**Activity:** Check each line of the entries for "dark" and report the ones that have it.

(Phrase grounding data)
# # # #

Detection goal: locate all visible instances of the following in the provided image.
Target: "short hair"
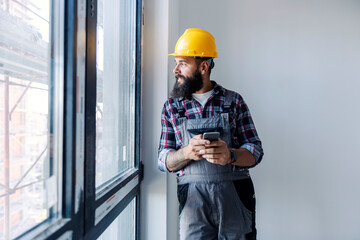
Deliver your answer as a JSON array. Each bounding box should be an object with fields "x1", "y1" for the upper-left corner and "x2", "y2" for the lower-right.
[{"x1": 194, "y1": 57, "x2": 215, "y2": 75}]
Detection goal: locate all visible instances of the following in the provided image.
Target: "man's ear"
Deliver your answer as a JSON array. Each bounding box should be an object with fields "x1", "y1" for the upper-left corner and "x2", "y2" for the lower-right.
[{"x1": 200, "y1": 60, "x2": 209, "y2": 75}]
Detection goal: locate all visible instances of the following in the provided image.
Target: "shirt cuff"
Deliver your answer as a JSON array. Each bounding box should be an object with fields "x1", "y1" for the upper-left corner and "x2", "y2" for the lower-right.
[
  {"x1": 158, "y1": 148, "x2": 172, "y2": 172},
  {"x1": 240, "y1": 143, "x2": 263, "y2": 165}
]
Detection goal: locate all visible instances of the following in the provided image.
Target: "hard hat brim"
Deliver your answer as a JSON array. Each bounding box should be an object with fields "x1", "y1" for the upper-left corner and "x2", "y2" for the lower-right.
[{"x1": 168, "y1": 53, "x2": 218, "y2": 57}]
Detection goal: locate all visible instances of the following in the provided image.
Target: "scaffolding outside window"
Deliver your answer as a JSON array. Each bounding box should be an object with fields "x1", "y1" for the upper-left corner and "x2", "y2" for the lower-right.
[
  {"x1": 0, "y1": 0, "x2": 62, "y2": 239},
  {"x1": 0, "y1": 0, "x2": 141, "y2": 238}
]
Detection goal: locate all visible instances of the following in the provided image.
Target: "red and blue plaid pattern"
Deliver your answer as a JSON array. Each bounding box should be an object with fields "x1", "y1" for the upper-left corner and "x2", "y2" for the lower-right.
[{"x1": 158, "y1": 82, "x2": 264, "y2": 176}]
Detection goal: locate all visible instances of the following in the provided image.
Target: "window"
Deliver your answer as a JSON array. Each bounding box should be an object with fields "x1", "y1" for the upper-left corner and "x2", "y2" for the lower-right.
[
  {"x1": 84, "y1": 0, "x2": 142, "y2": 238},
  {"x1": 0, "y1": 0, "x2": 63, "y2": 239},
  {"x1": 97, "y1": 197, "x2": 136, "y2": 240},
  {"x1": 0, "y1": 0, "x2": 142, "y2": 239},
  {"x1": 95, "y1": 0, "x2": 137, "y2": 189}
]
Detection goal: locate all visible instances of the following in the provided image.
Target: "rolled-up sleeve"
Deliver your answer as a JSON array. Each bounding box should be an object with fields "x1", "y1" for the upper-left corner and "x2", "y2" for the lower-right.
[
  {"x1": 236, "y1": 97, "x2": 264, "y2": 166},
  {"x1": 240, "y1": 143, "x2": 263, "y2": 165},
  {"x1": 158, "y1": 103, "x2": 176, "y2": 172}
]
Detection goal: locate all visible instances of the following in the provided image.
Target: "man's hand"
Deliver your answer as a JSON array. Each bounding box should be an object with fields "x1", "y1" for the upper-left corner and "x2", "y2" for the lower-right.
[
  {"x1": 166, "y1": 134, "x2": 209, "y2": 171},
  {"x1": 183, "y1": 134, "x2": 210, "y2": 161},
  {"x1": 200, "y1": 139, "x2": 232, "y2": 165}
]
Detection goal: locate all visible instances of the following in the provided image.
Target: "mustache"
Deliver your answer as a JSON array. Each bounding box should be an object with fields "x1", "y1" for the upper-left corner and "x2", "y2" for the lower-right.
[{"x1": 175, "y1": 75, "x2": 185, "y2": 80}]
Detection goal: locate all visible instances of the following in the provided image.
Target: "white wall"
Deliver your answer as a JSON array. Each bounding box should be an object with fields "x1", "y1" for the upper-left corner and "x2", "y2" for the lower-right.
[
  {"x1": 166, "y1": 1, "x2": 181, "y2": 239},
  {"x1": 140, "y1": 0, "x2": 169, "y2": 239},
  {"x1": 168, "y1": 0, "x2": 360, "y2": 239}
]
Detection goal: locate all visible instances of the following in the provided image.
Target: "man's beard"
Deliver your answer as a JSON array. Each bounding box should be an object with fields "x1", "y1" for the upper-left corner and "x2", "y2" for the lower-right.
[{"x1": 170, "y1": 70, "x2": 203, "y2": 99}]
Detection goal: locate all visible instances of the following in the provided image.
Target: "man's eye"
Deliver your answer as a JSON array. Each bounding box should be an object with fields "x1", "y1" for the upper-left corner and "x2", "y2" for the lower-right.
[{"x1": 175, "y1": 62, "x2": 186, "y2": 67}]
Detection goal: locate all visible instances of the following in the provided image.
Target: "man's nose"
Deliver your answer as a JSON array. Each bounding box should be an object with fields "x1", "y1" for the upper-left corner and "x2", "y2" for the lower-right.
[{"x1": 173, "y1": 65, "x2": 180, "y2": 74}]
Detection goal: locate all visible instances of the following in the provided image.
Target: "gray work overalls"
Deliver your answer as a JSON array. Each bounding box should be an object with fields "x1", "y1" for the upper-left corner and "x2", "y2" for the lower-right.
[{"x1": 175, "y1": 91, "x2": 255, "y2": 240}]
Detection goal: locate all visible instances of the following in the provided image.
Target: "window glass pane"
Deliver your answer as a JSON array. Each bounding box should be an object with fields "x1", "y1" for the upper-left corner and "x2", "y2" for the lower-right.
[
  {"x1": 97, "y1": 198, "x2": 136, "y2": 240},
  {"x1": 0, "y1": 0, "x2": 60, "y2": 239},
  {"x1": 96, "y1": 0, "x2": 136, "y2": 188}
]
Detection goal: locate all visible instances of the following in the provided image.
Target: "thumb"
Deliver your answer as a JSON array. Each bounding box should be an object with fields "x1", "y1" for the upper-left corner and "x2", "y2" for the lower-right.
[{"x1": 193, "y1": 134, "x2": 203, "y2": 140}]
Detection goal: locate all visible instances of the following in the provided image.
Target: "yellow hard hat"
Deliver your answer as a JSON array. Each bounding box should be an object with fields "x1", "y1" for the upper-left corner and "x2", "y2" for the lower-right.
[{"x1": 169, "y1": 28, "x2": 218, "y2": 58}]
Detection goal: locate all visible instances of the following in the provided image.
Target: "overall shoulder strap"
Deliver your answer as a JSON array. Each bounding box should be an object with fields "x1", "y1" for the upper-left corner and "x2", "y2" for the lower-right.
[{"x1": 223, "y1": 90, "x2": 235, "y2": 113}]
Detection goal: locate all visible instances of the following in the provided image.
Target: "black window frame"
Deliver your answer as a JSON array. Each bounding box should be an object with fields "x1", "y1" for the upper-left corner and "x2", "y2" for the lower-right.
[
  {"x1": 83, "y1": 0, "x2": 142, "y2": 237},
  {"x1": 15, "y1": 0, "x2": 143, "y2": 239}
]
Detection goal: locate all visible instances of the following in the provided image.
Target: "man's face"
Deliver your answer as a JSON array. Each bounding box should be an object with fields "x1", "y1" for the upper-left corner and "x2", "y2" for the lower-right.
[{"x1": 170, "y1": 56, "x2": 203, "y2": 99}]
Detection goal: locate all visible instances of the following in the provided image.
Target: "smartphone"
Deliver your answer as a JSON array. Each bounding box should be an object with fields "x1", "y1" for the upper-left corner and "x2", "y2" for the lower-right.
[{"x1": 203, "y1": 132, "x2": 220, "y2": 141}]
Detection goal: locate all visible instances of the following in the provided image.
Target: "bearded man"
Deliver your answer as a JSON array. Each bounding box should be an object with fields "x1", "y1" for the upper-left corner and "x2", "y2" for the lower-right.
[{"x1": 158, "y1": 28, "x2": 264, "y2": 240}]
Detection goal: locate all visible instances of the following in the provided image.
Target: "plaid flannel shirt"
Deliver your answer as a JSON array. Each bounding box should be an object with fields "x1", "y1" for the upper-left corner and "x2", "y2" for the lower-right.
[{"x1": 158, "y1": 82, "x2": 264, "y2": 177}]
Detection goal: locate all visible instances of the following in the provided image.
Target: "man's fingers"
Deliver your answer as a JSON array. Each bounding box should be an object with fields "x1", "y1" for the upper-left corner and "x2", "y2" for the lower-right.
[
  {"x1": 202, "y1": 153, "x2": 221, "y2": 159},
  {"x1": 205, "y1": 157, "x2": 221, "y2": 164},
  {"x1": 202, "y1": 148, "x2": 221, "y2": 154},
  {"x1": 205, "y1": 140, "x2": 225, "y2": 147},
  {"x1": 191, "y1": 134, "x2": 213, "y2": 145},
  {"x1": 204, "y1": 154, "x2": 229, "y2": 166},
  {"x1": 192, "y1": 145, "x2": 206, "y2": 152},
  {"x1": 192, "y1": 139, "x2": 210, "y2": 146},
  {"x1": 192, "y1": 134, "x2": 203, "y2": 140}
]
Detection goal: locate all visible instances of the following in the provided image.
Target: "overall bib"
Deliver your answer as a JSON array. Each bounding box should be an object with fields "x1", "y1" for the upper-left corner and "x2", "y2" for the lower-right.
[{"x1": 176, "y1": 91, "x2": 256, "y2": 240}]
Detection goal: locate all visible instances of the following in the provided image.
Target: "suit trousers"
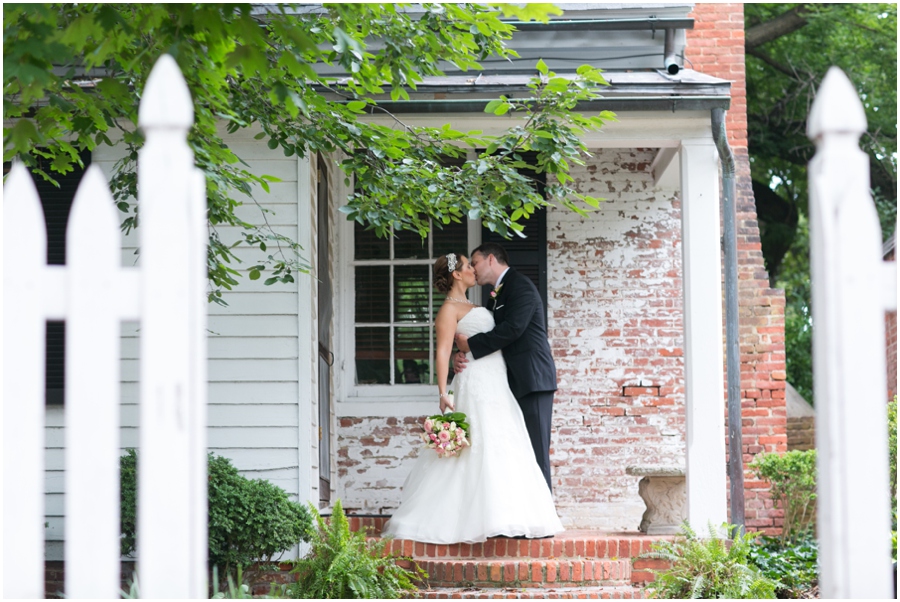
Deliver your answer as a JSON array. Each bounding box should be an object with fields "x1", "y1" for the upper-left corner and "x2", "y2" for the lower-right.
[{"x1": 516, "y1": 391, "x2": 555, "y2": 492}]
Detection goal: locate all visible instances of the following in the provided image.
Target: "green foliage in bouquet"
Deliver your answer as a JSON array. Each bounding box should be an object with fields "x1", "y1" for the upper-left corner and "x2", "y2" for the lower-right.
[
  {"x1": 641, "y1": 522, "x2": 778, "y2": 599},
  {"x1": 426, "y1": 412, "x2": 469, "y2": 432},
  {"x1": 287, "y1": 500, "x2": 425, "y2": 599},
  {"x1": 748, "y1": 533, "x2": 818, "y2": 598},
  {"x1": 749, "y1": 450, "x2": 817, "y2": 544}
]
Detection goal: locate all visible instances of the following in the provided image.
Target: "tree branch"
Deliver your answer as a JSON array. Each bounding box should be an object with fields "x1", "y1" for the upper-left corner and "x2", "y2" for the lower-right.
[
  {"x1": 745, "y1": 4, "x2": 811, "y2": 51},
  {"x1": 747, "y1": 48, "x2": 799, "y2": 79}
]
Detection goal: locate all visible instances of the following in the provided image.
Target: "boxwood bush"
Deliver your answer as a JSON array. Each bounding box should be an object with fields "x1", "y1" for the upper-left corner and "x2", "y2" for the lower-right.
[{"x1": 119, "y1": 450, "x2": 312, "y2": 574}]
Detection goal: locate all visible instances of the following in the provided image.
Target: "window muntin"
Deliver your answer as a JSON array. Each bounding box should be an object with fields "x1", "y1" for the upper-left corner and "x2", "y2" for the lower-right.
[{"x1": 351, "y1": 219, "x2": 468, "y2": 387}]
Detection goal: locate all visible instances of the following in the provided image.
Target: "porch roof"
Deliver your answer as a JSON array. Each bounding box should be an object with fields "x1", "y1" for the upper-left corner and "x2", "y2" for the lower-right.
[{"x1": 322, "y1": 69, "x2": 732, "y2": 113}]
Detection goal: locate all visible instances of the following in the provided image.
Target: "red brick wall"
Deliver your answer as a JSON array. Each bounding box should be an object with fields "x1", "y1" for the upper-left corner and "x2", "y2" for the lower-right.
[{"x1": 687, "y1": 3, "x2": 789, "y2": 535}]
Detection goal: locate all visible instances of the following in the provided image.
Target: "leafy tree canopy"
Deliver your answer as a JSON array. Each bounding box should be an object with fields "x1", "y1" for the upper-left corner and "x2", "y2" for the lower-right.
[
  {"x1": 4, "y1": 3, "x2": 613, "y2": 303},
  {"x1": 746, "y1": 3, "x2": 897, "y2": 281},
  {"x1": 745, "y1": 4, "x2": 897, "y2": 403}
]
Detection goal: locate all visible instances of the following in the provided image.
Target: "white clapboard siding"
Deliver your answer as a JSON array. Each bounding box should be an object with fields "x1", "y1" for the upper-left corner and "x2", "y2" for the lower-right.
[{"x1": 119, "y1": 381, "x2": 301, "y2": 405}]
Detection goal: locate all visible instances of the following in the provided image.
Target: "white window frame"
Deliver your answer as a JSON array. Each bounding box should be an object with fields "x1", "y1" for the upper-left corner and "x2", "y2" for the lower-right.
[{"x1": 333, "y1": 162, "x2": 481, "y2": 411}]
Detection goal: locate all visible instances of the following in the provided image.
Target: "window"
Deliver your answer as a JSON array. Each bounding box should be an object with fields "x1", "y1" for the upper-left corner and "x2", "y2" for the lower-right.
[
  {"x1": 337, "y1": 152, "x2": 548, "y2": 403},
  {"x1": 351, "y1": 219, "x2": 470, "y2": 389}
]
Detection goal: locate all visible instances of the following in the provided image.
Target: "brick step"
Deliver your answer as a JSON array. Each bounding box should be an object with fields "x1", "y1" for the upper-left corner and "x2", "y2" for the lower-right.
[
  {"x1": 414, "y1": 557, "x2": 634, "y2": 588},
  {"x1": 415, "y1": 585, "x2": 647, "y2": 599},
  {"x1": 375, "y1": 531, "x2": 673, "y2": 561}
]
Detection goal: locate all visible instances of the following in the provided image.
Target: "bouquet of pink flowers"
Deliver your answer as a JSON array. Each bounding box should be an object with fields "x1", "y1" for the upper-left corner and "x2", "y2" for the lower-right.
[{"x1": 421, "y1": 411, "x2": 470, "y2": 457}]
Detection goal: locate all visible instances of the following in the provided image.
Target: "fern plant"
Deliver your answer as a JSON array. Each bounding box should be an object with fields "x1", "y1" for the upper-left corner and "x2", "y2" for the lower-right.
[
  {"x1": 641, "y1": 522, "x2": 778, "y2": 599},
  {"x1": 287, "y1": 500, "x2": 425, "y2": 599}
]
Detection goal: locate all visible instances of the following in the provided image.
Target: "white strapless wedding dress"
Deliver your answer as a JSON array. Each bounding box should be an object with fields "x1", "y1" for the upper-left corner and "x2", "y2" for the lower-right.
[{"x1": 381, "y1": 307, "x2": 564, "y2": 543}]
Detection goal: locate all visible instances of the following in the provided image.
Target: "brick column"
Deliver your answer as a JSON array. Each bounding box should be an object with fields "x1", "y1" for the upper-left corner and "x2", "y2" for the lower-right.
[{"x1": 686, "y1": 3, "x2": 789, "y2": 535}]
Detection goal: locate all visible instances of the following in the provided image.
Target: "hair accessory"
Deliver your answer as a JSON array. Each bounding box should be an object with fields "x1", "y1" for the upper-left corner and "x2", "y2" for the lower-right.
[{"x1": 446, "y1": 253, "x2": 457, "y2": 272}]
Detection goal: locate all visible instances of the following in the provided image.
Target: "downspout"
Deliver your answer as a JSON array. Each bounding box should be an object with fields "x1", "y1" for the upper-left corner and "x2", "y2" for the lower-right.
[{"x1": 711, "y1": 108, "x2": 745, "y2": 535}]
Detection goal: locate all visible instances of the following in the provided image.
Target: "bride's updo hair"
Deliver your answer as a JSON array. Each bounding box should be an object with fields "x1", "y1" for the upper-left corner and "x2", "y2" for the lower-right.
[{"x1": 433, "y1": 252, "x2": 466, "y2": 294}]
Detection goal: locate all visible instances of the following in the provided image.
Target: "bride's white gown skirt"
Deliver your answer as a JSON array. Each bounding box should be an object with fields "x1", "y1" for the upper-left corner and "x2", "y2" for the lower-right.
[{"x1": 382, "y1": 307, "x2": 564, "y2": 544}]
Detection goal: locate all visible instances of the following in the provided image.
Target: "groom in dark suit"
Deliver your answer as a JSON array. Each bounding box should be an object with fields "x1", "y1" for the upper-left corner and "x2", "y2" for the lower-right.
[{"x1": 454, "y1": 242, "x2": 557, "y2": 491}]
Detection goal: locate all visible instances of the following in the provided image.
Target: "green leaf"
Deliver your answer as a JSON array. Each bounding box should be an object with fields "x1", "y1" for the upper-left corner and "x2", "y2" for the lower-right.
[
  {"x1": 249, "y1": 269, "x2": 261, "y2": 280},
  {"x1": 346, "y1": 100, "x2": 367, "y2": 113},
  {"x1": 484, "y1": 99, "x2": 503, "y2": 114},
  {"x1": 536, "y1": 58, "x2": 548, "y2": 75}
]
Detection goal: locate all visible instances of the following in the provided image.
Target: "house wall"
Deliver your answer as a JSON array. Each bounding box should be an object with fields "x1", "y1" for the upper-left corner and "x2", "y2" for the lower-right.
[
  {"x1": 334, "y1": 147, "x2": 685, "y2": 530},
  {"x1": 547, "y1": 148, "x2": 684, "y2": 529},
  {"x1": 687, "y1": 3, "x2": 789, "y2": 534},
  {"x1": 43, "y1": 134, "x2": 312, "y2": 561}
]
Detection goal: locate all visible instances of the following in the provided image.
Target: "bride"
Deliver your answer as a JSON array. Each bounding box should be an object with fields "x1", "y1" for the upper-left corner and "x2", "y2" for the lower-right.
[{"x1": 381, "y1": 252, "x2": 563, "y2": 543}]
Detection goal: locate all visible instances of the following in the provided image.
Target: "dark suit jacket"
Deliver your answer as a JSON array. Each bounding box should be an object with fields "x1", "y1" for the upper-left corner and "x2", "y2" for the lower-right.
[{"x1": 467, "y1": 267, "x2": 558, "y2": 399}]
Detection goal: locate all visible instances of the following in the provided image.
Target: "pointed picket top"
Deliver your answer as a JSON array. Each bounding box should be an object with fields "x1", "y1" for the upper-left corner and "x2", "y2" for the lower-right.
[
  {"x1": 808, "y1": 67, "x2": 867, "y2": 142},
  {"x1": 3, "y1": 162, "x2": 47, "y2": 256},
  {"x1": 138, "y1": 54, "x2": 194, "y2": 130},
  {"x1": 67, "y1": 165, "x2": 119, "y2": 267}
]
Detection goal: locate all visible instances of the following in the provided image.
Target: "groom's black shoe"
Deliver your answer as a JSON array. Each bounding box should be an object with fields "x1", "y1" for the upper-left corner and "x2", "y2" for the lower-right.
[{"x1": 508, "y1": 534, "x2": 554, "y2": 540}]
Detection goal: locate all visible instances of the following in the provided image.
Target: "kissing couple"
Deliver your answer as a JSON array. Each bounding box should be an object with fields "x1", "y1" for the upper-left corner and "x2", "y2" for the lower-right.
[{"x1": 382, "y1": 242, "x2": 563, "y2": 543}]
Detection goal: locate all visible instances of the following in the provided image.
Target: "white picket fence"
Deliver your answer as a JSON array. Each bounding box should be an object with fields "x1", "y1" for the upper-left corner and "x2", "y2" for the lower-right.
[
  {"x1": 809, "y1": 67, "x2": 896, "y2": 598},
  {"x1": 3, "y1": 55, "x2": 208, "y2": 598}
]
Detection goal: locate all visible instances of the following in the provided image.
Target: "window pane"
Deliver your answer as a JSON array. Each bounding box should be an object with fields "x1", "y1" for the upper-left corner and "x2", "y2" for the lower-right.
[
  {"x1": 395, "y1": 327, "x2": 430, "y2": 385},
  {"x1": 432, "y1": 219, "x2": 468, "y2": 258},
  {"x1": 355, "y1": 266, "x2": 389, "y2": 323},
  {"x1": 395, "y1": 229, "x2": 428, "y2": 259},
  {"x1": 394, "y1": 266, "x2": 430, "y2": 323},
  {"x1": 356, "y1": 327, "x2": 390, "y2": 384},
  {"x1": 354, "y1": 221, "x2": 389, "y2": 260}
]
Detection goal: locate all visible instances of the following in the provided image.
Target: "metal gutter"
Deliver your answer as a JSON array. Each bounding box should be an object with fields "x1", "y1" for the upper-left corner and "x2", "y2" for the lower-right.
[
  {"x1": 712, "y1": 108, "x2": 744, "y2": 535},
  {"x1": 355, "y1": 96, "x2": 730, "y2": 114},
  {"x1": 501, "y1": 18, "x2": 694, "y2": 31}
]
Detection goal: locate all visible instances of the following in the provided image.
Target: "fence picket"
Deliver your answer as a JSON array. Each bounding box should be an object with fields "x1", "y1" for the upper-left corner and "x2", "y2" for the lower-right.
[
  {"x1": 4, "y1": 54, "x2": 207, "y2": 599},
  {"x1": 2, "y1": 164, "x2": 49, "y2": 599},
  {"x1": 137, "y1": 54, "x2": 208, "y2": 598},
  {"x1": 809, "y1": 66, "x2": 894, "y2": 598},
  {"x1": 64, "y1": 166, "x2": 123, "y2": 598}
]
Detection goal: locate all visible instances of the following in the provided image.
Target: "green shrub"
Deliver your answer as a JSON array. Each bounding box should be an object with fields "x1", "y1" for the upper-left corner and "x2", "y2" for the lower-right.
[
  {"x1": 119, "y1": 449, "x2": 138, "y2": 558},
  {"x1": 287, "y1": 500, "x2": 425, "y2": 599},
  {"x1": 641, "y1": 522, "x2": 778, "y2": 599},
  {"x1": 748, "y1": 533, "x2": 818, "y2": 598},
  {"x1": 749, "y1": 450, "x2": 817, "y2": 544},
  {"x1": 119, "y1": 450, "x2": 312, "y2": 575},
  {"x1": 889, "y1": 396, "x2": 897, "y2": 529}
]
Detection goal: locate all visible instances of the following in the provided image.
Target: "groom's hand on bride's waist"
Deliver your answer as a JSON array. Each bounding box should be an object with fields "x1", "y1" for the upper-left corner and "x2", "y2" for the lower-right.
[
  {"x1": 454, "y1": 334, "x2": 470, "y2": 354},
  {"x1": 452, "y1": 350, "x2": 469, "y2": 374}
]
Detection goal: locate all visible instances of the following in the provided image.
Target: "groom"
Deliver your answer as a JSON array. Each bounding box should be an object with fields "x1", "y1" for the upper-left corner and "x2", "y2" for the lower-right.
[{"x1": 454, "y1": 242, "x2": 557, "y2": 492}]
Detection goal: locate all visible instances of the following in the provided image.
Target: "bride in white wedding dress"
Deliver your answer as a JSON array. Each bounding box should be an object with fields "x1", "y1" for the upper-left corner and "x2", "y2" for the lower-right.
[{"x1": 381, "y1": 253, "x2": 563, "y2": 544}]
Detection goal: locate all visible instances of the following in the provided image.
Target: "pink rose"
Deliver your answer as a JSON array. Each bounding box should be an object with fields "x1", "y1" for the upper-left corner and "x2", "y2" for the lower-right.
[
  {"x1": 424, "y1": 419, "x2": 433, "y2": 432},
  {"x1": 439, "y1": 430, "x2": 451, "y2": 442}
]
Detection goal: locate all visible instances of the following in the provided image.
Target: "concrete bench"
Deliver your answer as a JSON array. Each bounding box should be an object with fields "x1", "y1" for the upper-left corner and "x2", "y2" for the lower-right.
[{"x1": 626, "y1": 465, "x2": 686, "y2": 535}]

# # # #

**Solution to this task:**
Target: "groom in dark suit"
Target: "dark suit jacket"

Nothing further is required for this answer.